··· Supplied material ···

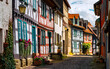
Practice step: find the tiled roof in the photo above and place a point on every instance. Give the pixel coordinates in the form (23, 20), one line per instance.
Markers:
(71, 16)
(89, 24)
(70, 23)
(87, 31)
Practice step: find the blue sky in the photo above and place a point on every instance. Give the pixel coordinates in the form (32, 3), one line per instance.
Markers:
(85, 8)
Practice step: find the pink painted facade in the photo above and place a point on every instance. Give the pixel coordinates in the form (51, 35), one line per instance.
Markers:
(46, 25)
(87, 40)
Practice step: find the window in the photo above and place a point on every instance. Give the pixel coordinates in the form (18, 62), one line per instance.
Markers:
(26, 1)
(80, 33)
(43, 41)
(22, 30)
(43, 9)
(75, 33)
(56, 18)
(60, 21)
(74, 20)
(19, 29)
(34, 5)
(57, 38)
(75, 45)
(78, 21)
(86, 36)
(6, 1)
(50, 13)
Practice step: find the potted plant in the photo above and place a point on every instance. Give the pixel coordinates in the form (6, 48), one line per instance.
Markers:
(86, 47)
(38, 60)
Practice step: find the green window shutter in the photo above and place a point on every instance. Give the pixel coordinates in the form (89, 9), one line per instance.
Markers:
(19, 29)
(73, 20)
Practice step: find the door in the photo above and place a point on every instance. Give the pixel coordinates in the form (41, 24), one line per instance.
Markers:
(33, 39)
(49, 35)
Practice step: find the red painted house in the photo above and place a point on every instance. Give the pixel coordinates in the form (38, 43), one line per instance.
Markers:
(45, 26)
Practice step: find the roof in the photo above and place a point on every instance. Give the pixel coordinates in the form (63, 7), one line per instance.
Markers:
(87, 31)
(71, 16)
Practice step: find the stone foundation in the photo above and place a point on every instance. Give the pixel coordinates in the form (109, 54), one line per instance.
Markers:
(18, 63)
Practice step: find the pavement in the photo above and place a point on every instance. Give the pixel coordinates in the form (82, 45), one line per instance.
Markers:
(74, 62)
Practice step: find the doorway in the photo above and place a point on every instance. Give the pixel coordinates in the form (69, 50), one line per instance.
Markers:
(33, 39)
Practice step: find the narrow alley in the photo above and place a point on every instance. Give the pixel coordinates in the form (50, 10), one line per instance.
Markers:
(75, 62)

···

**Problem**.
Reproduce every line of the dataset entries above word for word, leaving out the picture.

**Reply**.
Practice step: find the tiled roof in the photo above and place a point on every instance. Give the pixel coordinates in the form (23, 20), one line per instance.
Markers:
(71, 16)
(89, 24)
(70, 23)
(87, 31)
Practice step: find the blue sky in the photo above and place a point on every instance. Give the pixel coordinates in the form (32, 3), one line per instance.
Markers:
(85, 8)
Practice step: find the pink painted facade in the photo above and place a point on every instance. Give the pixel coordinates in the form (51, 35), one line per instance.
Markers:
(46, 25)
(87, 40)
Practice step: find the window in the photo above and place a point on every instance. Give the pixel coordinates in the form (18, 62), one line per instance.
Markers:
(26, 1)
(80, 33)
(43, 41)
(22, 30)
(43, 9)
(75, 33)
(56, 18)
(60, 21)
(74, 20)
(19, 29)
(34, 5)
(57, 38)
(75, 45)
(78, 21)
(86, 36)
(6, 1)
(50, 13)
Practice step: find the potted plant in the photo above and place a point on every instance. Give the pixel coordinates in the form (6, 48), one line per instance.
Markers:
(86, 47)
(38, 60)
Practice step: find the green window shutter in the photo above and place a point on every instance. Give the pixel coordinates in the form (89, 9), one line per instance.
Markers:
(19, 29)
(73, 20)
Practice step: find the door in the photo above and place a point on every instance. Give the pixel coordinates in the form (41, 24), one line per instance.
Markers:
(33, 39)
(49, 35)
Practice step: find the red painted house in the photo above and place a point on every instance. Give the pixel coordinates in the form (38, 43), one line per instance.
Markers:
(45, 26)
Practice step: find the roof in the photo above and place a point on every instance. Give the pixel coordinates in the form (63, 7), one line per instance.
Markers:
(87, 31)
(71, 16)
Practice step: find the stone foundation in the photo above and place a point on every instance. Give the pixel coordinates in the form (109, 54), one line per instance.
Markers:
(18, 63)
Practice step: find the pavement in the photo above and place a point on every instance. Give the pixel coordinates in the form (82, 45), one line per instance.
Markers:
(74, 62)
Practice step: find the doorway in the photo above and place a point on every instance. Give the pixel coordinates in the form (69, 50), one line per instance.
Markers:
(33, 39)
Practice step: find the narrow alley in the photo above and place a point on every instance. Give the pixel coordinates in the form (50, 10), one line per instance.
Markers:
(75, 62)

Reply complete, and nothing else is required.